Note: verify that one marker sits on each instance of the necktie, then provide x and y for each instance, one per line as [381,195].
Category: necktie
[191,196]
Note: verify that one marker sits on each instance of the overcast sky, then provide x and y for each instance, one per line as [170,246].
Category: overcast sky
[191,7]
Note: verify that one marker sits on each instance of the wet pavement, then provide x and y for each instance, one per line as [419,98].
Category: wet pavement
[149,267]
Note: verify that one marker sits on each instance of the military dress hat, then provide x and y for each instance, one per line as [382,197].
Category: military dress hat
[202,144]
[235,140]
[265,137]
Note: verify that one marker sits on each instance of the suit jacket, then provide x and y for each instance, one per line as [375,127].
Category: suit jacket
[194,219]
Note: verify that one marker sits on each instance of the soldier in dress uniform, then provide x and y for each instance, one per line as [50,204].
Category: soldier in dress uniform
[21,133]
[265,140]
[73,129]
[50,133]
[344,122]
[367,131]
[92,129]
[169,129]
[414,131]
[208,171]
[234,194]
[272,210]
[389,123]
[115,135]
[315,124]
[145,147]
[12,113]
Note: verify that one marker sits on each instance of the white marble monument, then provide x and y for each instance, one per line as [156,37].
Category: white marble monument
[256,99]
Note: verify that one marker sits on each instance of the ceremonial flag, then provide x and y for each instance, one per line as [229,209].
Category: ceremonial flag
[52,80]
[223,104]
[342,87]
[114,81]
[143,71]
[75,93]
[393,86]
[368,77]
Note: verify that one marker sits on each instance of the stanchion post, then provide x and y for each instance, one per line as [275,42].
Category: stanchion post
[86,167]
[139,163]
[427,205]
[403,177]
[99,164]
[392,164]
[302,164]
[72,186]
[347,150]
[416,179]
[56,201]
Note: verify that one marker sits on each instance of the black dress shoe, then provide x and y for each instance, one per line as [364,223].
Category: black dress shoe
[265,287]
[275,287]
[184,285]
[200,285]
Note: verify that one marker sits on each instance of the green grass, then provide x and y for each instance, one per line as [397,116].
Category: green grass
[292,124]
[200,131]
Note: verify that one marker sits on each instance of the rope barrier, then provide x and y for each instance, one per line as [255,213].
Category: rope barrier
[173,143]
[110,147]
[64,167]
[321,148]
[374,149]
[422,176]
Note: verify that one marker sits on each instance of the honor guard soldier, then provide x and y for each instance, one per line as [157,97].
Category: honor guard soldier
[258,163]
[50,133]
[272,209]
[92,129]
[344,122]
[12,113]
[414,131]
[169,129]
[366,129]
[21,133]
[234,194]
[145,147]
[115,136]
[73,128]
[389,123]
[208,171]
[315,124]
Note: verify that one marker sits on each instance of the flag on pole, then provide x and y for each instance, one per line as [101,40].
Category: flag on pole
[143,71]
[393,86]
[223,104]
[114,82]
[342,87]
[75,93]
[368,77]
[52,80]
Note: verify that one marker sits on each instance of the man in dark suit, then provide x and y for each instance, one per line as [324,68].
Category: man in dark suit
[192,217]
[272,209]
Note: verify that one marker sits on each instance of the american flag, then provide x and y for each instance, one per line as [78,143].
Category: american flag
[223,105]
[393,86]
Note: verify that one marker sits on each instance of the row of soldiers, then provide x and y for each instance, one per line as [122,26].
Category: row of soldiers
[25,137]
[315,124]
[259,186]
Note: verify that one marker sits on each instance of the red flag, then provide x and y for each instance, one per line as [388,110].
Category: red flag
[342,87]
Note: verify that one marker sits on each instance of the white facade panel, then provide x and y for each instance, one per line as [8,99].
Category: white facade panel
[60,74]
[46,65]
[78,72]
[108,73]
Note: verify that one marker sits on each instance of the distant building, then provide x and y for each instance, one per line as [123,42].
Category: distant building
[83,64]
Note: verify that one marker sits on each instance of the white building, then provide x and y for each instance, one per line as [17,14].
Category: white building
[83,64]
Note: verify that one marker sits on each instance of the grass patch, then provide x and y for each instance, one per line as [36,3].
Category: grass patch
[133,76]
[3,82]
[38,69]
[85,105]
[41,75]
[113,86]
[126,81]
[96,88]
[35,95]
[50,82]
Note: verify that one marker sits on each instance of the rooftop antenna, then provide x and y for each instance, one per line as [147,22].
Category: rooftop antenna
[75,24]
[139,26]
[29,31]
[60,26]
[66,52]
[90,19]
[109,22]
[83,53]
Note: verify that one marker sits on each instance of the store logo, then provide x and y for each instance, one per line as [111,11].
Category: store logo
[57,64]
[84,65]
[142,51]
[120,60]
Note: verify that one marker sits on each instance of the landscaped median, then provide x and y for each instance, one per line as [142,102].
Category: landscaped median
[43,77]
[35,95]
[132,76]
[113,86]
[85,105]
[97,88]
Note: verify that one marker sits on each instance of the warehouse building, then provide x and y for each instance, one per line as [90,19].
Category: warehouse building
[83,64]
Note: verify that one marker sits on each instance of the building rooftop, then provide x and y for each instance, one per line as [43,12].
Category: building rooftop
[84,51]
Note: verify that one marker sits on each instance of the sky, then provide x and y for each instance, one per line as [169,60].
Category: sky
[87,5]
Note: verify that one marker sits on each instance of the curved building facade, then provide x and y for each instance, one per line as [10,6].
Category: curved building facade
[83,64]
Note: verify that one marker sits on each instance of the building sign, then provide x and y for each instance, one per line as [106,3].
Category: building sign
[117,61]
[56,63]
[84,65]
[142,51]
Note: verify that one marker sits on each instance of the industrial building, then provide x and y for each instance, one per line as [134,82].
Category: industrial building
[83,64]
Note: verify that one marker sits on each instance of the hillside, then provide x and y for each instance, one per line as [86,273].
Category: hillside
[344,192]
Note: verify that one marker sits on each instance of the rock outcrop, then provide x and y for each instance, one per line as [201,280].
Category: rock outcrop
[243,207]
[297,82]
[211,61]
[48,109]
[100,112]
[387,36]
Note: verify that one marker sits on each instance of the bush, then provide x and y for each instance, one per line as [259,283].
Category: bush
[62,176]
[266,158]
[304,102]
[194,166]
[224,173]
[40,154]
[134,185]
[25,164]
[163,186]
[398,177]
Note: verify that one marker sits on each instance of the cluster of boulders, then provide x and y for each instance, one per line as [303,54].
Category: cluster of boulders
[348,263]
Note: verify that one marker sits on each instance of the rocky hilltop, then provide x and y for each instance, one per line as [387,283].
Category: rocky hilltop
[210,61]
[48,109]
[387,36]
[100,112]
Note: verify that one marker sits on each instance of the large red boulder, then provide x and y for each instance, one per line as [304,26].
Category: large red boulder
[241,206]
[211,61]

++++++

■ **Goal**: Output the material above as a two-column CSV with the headers instruction and points. Make one row per "Note:" line: put that line and its "Category:" line in the instruction field and the coordinates that follow in the points field, with each field in double quotes and line breaks replaced by spaces.

■ **Result of the exercise**:
instruction,points
"Note: verify that one marker sits on each instance of the necktie, then provide x and y for each instance, one per line as [381,195]. Category: necktie","[191,196]"
"Note: verify that one marker sits on each instance of the overcast sky, then provide x and y for each instance, one per line as [170,246]. Category: overcast sky","[191,7]"
"Note: verify that one marker sits on each instance of the wet pavement, then provide x and y for each instance, one per line as [419,98]. Category: wet pavement","[149,267]"
"Note: verify that one marker sits on each instance of the military dress hat, then provide x and y for each instance, one per line as [382,197]. Category: military dress hat","[202,144] [235,140] [265,137]"
"Note: verify that one marker sits on each instance of the suit jacket, then provide x and y for each instance, one per line as [375,127]. Category: suit jacket","[194,219]"
"Note: verify that one marker sits on each instance of the soldier in dress uniform, then provide x and y for each instance, one per line as [50,204]. Category: soldier in dress uniform","[21,133] [265,140] [73,129] [50,133] [344,122] [367,131] [92,129] [169,129] [414,131] [208,171] [234,194] [272,210] [389,123] [115,135] [315,124] [145,147] [12,113]"
"Note: verify that one marker sits on each instance of the white marble monument, then provide x and y for each instance, one per line as [156,37]. Category: white marble monument","[256,99]"
"Note: verify that one marker sits on each instance of the ceremonial flag, then provide x and y for each instance, one per line as [229,209]. Category: ceremonial flag","[52,80] [223,104] [342,87] [114,81] [143,71] [75,93] [393,86] [368,77]"
"Note: verify that one marker sits on each instance of the stanchion post, then provide x and y for each instance, one per line as [275,42]. Category: stanchion post","[86,167] [139,163] [427,205] [403,177] [99,164] [392,164] [302,164] [72,186] [347,150] [416,179] [56,201]"
"Note: verify that one marker sits on each instance of the black dress shoe, then provide x and y for each instance, one per line as [364,223]. Category: black dress shoe","[265,287] [275,287] [184,285] [200,285]"
"Note: verify that one marker sits on each instance of the green grass, then provide x and y for each instance, one per line as [397,116]. Category: green grass","[292,124] [200,131]"
"Note: verify that one marker sits on each instance of the rope barrier, then provide x and y for each instance, one per line as [255,213]. Category: rope barrier","[173,143] [110,147] [64,167] [321,148] [374,149] [422,176]"
"Note: verify that one marker sits on each instance of the honor guard soldier, then provide x and y for each instance, one per line as [157,97]. Category: honor guard soldier","[258,163] [50,133] [272,209] [92,129] [344,122] [12,113] [414,131] [169,129] [366,129] [21,133] [234,194] [145,147] [115,136] [73,128] [389,123] [208,171] [315,124]"
"Note: verify that one marker sits on each instance of the flag on pole, then provide x and y for each instance, one per line as [101,40]. Category: flag on pole","[143,71] [393,86] [223,104] [114,82] [342,87] [75,93] [368,77] [52,80]"
"Note: verify that one marker sits on each instance of the man in dark suit, then provide x and y for each instance, one per line as [324,68]. Category: man in dark suit","[192,217] [272,209]"
"Note: verify that one marker sits on each instance of the american flag, then provide x and y for each instance, one per line as [78,143]. Category: american flag","[223,105] [393,86]"
"Note: verify that one marker sits on each instance of the row of soldiers, then provide x and y for each instance, one per line as [122,26]. Category: row of soldiers","[25,137] [315,124] [259,186]"
"Note: verify that one marker sits on each instance of the red flag, then provide x and y for each instance, one per line as [388,110]. Category: red flag","[342,87]"
"Note: verify that one marker sits on each instance of the white facade panel, then provide x and y for each instance, one per line as [8,99]. Category: white facade panel","[60,74] [46,65] [78,72] [108,73]"
"Note: verify that one marker sits on each instance of the distant building, then provide x and y for each instance, one per line as [123,42]. Category: distant building","[83,64]"
"Note: verify that one marker sits on each instance of the white building, then provide x and y for each instance, one per line as [17,14]. Category: white building","[83,64]"
"Note: verify that one marker sits on each instance of the grass patch, then provide x and y for each instance, one per line as [36,3]. Category: grass patch","[133,76] [3,82] [38,69] [85,105] [41,75] [113,86] [126,81] [96,88] [35,95] [50,82]"
"Note: verify that one marker sits on each instance of the rooftop antenna, then provide x and y for each instance, one per line as [147,22]. Category: rooftop antenna","[75,24] [139,26] [29,31] [60,26] [66,52] [90,19] [109,22] [83,53]"
"Note: verify that one marker sits on each instance of the store logo, then provide x and y for each instance, one per line as [111,11]. Category: store logo","[57,64] [84,65] [142,51] [120,60]"
"Note: verify that one marker sits on each instance of the landscaped median, then provide x and y for each instance, one per line as [142,102]. Category: landscaped median","[43,77] [35,95] [132,76] [113,86] [85,105] [97,88]"
"Note: verify that one marker sits on each instance of the warehouse building, then provide x and y for each instance, one per line as [90,19]. Category: warehouse building","[83,64]"
"Note: verify that one marker sits on each instance of the building rooftop, then provide x and y for each instance, one per line as [43,12]. Category: building rooftop","[84,51]"
"Note: verify that one marker sits on each instance of the sky, then provide x and y for each instance, one per line as [169,60]. Category: sky","[87,5]"
"Note: verify that one marker sits on each instance of the curved building facade, then provide x and y for each instance, one per line as [10,6]. Category: curved building facade","[83,64]"
"Note: verify that one marker sits on each instance of the building sign, then provide x and y for each instance, one per line as [106,3]. Category: building sign","[117,61] [56,63] [84,65] [142,51]"
"Note: verify that one marker sits on each instance of the industrial building, then provide x and y for each instance, one per line as [134,82]. Category: industrial building","[83,64]"
"Note: verify that one marker sits on each instance of the hillside, then provide x and y for each instance, one per line as [86,273]. Category: hillside","[344,192]"
"Note: verify that one marker sits on each instance of the rock outcrop, then provide x and y for each instance, one per line as [201,280]. Category: rock outcrop","[243,207] [297,82] [211,61] [48,109] [100,112] [387,36]"
"Note: verify that one marker sits on each instance of the bush, then provide x and y for each instance, one per line as [259,283]. Category: bush","[62,176] [266,158] [304,102] [194,166] [224,173] [40,154] [134,185] [25,164] [163,186] [398,177]"
"Note: verify that one marker sits on each instance of the cluster of boulders, then provide x and y for each instance, one per line as [303,54]. Category: cluster of boulders","[348,263]"
"Note: verify that one marker sits on each instance of the rocky hilltop, then provide x and y for each instance, one per line as [387,283]. Category: rocky hilltop","[210,61] [48,109] [387,36] [100,112]"
"Note: verify that one marker sits on each instance of the large red boulder, then provide x and y for each instance, one per line as [304,26]. Category: large red boulder","[241,206] [211,61]"